───── INFORMATION PROVIDED
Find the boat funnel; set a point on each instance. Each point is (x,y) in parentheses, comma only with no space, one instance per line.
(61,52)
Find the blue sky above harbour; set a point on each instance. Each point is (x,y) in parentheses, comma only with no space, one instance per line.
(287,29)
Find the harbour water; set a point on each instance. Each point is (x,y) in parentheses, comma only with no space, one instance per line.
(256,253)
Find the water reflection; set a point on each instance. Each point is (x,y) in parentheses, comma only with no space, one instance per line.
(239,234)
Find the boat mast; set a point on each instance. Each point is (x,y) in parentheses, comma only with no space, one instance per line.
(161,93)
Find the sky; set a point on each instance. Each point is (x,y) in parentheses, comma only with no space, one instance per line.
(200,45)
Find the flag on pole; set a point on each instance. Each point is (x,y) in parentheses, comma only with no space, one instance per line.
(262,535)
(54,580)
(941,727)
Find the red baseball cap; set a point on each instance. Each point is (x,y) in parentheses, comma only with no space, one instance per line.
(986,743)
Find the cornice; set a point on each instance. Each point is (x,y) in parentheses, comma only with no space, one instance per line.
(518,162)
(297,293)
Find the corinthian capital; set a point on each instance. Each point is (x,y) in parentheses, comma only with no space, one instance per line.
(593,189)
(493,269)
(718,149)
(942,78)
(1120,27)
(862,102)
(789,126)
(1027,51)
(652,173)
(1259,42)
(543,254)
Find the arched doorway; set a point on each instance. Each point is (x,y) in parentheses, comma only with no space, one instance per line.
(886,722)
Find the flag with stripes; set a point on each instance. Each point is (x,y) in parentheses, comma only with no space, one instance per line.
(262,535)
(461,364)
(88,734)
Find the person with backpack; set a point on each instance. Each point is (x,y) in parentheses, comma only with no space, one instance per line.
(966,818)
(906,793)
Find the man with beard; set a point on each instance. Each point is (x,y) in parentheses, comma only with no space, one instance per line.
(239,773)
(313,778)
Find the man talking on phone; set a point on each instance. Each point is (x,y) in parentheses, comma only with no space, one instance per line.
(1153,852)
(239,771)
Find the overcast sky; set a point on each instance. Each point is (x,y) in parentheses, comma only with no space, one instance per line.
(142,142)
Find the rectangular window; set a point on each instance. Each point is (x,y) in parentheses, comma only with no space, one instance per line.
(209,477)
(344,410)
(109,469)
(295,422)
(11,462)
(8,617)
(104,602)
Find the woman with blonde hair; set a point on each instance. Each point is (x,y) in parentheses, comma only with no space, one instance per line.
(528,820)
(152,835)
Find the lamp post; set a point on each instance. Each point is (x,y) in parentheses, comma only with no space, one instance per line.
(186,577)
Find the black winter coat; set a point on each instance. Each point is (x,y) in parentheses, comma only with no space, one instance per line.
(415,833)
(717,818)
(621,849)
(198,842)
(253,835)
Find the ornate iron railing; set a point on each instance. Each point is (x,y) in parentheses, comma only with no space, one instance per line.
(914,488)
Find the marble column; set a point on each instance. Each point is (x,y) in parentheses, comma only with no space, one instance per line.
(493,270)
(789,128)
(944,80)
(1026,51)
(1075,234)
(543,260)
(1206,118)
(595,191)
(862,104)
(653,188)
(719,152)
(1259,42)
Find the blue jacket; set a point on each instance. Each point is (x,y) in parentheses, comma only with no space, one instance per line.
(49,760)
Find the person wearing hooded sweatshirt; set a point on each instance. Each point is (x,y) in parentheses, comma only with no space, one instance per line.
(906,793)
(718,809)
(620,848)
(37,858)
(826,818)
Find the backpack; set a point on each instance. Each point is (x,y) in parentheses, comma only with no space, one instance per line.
──────────
■ TASK TO CARRY OUT:
Reproduce every line of the records above without any change.

■ SOLUTION TO THIS PROBLEM:
Find the boat funnel; set a point on each instance. Each point is (x,y) in parentheses, comma only with no space, one instance per line.
(61,52)
Find the blue sky above harbour; set a point on each instance. Each point is (x,y) in parentheses, comma only with no space, one instance per line.
(287,29)
Find the harbour water; set a point on each instance. Each point is (x,y) in parentheses, comma only with no space, one instance per line.
(256,253)
Find the water reflection; set a point on each instance. Each point is (x,y) in parentheses, comma only with no space, one instance per line.
(239,234)
Find the boat mast; set a point on each instance. Each point is (x,y) in parentheses, comma only with no space, one instance per line.
(161,93)
Find the sky; set a point on each instance. Each point is (x,y) in parentheses, comma only with no space, one instance per line.
(200,45)
Find the flag on pole; set a point on each instance. Each point is (x,y) in parentheses, comma only with no space, one instance per line.
(262,535)
(54,580)
(941,727)
Find the red baseball cap; set a point on each instance. Each point is (x,y) in parentheses, comma only with no space, one instance per line.
(986,743)
Find the cornice; set a point on each instance. Each point is (x,y) in parentheses, comma only with no space, one instance per line.
(518,162)
(297,293)
Find the corinthian capital; set a point on each instance. Each point is (x,y) in parentheses, comma only with no space, one instance per line.
(593,189)
(493,269)
(718,149)
(942,78)
(1120,27)
(862,102)
(789,126)
(1027,51)
(652,173)
(1259,42)
(543,254)
Find the arched doorway; set a point on each instance. Each point is (x,y) in parentheses, comma only with no space, one instance per line.
(886,722)
Find the flag with stripes; set a point on each instance. Each point is (x,y) in parentheses, comma only with no space, one instance per line.
(262,535)
(461,364)
(88,734)
Find the person with backpack; set a point on each instance. Each point is (x,y) in parentheses, comma only with no space, one instance per line.
(966,818)
(906,793)
Find the man with beard; set a point on each instance. Each point is (x,y) in parentheses, comma only with no space, one instance per line.
(239,773)
(313,778)
Find the man talking on phone; set a point on each instance. Each point is (x,y) in parentheses, comma only with no space, one instance per line.
(1153,852)
(239,771)
Find the overcast sky; set a point on each instance. Each point is (x,y) in parentheses, comma only with no space, one instance per line.
(142,142)
Find the rectangular window; set a point on each instance. Each point is (x,y) in parentheses, comma only with no space, one instance per line.
(209,477)
(344,410)
(109,469)
(295,422)
(11,462)
(8,617)
(104,602)
Find the woman with blonde hair; set a point on each instance. Each point is (x,y) in parentheses, comma only with no space, one instance per line.
(528,820)
(152,835)
Find the lamp post; set a point on each instance. Each point is (x,y) in parentheses, comma only with no space, one instance per line.
(186,577)
Find the black winter coat; set a point on each instance. Each point is (x,y) in parentheses, comma only with no space, one instance per line.
(415,833)
(717,818)
(621,849)
(198,842)
(253,835)
Find the ornate iron railing; set a point on each instance. Each point is (x,y) in parentheses, comma only with no space, one instance per line.
(914,488)
Find the marble column; set a point on each instance. Each point is (x,y) in parentheses, comma only with no space, one instance per line.
(493,270)
(789,128)
(944,80)
(1026,51)
(1075,234)
(543,260)
(1206,118)
(595,191)
(862,104)
(653,188)
(719,152)
(1259,42)
Find the blue jacket; set a point on each instance. Each point is (x,y) in parentheses, comma only with no space, one instance per line.
(49,760)
Find the person wearing hooded sweatshirt; set a point on each instance. Each point is (x,y) in parentheses, comma only with no space, one instance per line.
(906,793)
(718,809)
(620,848)
(37,858)
(826,818)
Find the backpack; set a point on each instance. Each point is (x,y) in parentheses, comma only with no space, one instance per line.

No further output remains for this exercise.